EXERCISE OBJECTIVE: Copy out, word for word, the part of the material below that opens with the line containing "of the lower" and continues through the end of the material.

** START RECORD EXTRACTS **

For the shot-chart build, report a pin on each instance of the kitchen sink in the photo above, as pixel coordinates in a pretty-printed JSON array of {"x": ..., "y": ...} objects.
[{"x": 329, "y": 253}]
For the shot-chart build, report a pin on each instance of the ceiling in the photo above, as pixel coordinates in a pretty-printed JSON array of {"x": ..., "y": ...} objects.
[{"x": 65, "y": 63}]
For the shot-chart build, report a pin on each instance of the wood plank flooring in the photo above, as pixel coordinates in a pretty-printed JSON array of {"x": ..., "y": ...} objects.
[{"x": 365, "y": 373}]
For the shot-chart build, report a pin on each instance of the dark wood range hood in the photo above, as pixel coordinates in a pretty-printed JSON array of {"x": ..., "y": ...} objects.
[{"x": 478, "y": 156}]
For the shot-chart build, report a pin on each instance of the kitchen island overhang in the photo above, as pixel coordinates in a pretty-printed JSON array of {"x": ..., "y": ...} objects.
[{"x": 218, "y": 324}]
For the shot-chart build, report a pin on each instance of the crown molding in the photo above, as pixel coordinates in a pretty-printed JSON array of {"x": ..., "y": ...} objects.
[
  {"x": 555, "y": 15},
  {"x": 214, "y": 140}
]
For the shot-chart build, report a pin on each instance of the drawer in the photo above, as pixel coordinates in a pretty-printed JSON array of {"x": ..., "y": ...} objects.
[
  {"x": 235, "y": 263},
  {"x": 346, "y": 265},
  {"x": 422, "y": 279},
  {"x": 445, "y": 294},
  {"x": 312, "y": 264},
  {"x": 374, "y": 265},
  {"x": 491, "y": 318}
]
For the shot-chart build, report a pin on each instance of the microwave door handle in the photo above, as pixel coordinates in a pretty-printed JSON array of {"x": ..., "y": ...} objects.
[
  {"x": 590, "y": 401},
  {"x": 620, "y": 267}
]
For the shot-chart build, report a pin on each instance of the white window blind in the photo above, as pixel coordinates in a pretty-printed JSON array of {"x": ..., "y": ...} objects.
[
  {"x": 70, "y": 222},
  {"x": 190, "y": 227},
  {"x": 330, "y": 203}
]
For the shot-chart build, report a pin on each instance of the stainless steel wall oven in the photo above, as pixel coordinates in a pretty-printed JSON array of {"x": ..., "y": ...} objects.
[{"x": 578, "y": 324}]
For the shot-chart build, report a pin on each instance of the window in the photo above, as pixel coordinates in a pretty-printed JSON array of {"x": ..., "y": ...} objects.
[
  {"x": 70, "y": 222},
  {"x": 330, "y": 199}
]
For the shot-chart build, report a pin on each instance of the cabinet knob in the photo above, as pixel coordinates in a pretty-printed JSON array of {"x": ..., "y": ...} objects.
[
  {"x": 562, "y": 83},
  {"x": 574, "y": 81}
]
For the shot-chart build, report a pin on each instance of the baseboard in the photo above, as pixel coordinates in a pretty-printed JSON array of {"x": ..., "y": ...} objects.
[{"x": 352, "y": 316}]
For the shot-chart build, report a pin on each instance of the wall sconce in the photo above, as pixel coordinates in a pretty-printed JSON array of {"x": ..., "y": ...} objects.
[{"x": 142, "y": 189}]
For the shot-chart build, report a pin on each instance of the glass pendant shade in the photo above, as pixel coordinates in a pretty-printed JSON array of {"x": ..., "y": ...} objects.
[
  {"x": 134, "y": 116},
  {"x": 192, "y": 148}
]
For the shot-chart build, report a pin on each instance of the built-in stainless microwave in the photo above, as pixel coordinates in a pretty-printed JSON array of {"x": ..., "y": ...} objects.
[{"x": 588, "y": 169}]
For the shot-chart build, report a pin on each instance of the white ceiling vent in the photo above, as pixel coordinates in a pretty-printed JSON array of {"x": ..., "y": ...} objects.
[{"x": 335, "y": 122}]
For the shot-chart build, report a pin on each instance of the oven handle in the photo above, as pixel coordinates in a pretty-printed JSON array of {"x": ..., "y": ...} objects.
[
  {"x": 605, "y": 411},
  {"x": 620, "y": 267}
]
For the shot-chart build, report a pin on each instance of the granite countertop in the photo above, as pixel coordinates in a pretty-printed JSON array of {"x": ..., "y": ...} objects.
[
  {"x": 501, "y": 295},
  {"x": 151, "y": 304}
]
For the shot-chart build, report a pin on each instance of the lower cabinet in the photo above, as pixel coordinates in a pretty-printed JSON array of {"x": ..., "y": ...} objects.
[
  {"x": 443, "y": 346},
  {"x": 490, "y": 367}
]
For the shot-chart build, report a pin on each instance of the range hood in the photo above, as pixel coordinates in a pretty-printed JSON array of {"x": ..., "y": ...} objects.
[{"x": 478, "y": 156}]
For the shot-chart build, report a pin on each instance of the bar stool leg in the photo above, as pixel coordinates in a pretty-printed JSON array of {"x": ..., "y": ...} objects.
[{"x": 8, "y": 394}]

** END RECORD EXTRACTS **

REPLY TO THE TASK:
For the shot-chart build, report a pin on each instance of the lower cabinet in the photo above, as pixel coordinates in a pretty-printed JSON array of {"x": ..., "y": ...} objects.
[
  {"x": 443, "y": 346},
  {"x": 490, "y": 367}
]
For the shot-chart build, report a pin on each instance of the range hood in the photo above, as pixel coordinates in a pretty-printed JSON array of {"x": ..., "y": ...} objects.
[{"x": 478, "y": 156}]
For the shot-chart build, report a pin on each instance of the bar stool leg in the photo above, as pixel coordinates in a pretty-printed JSON array of {"x": ..., "y": ...} objects.
[{"x": 8, "y": 394}]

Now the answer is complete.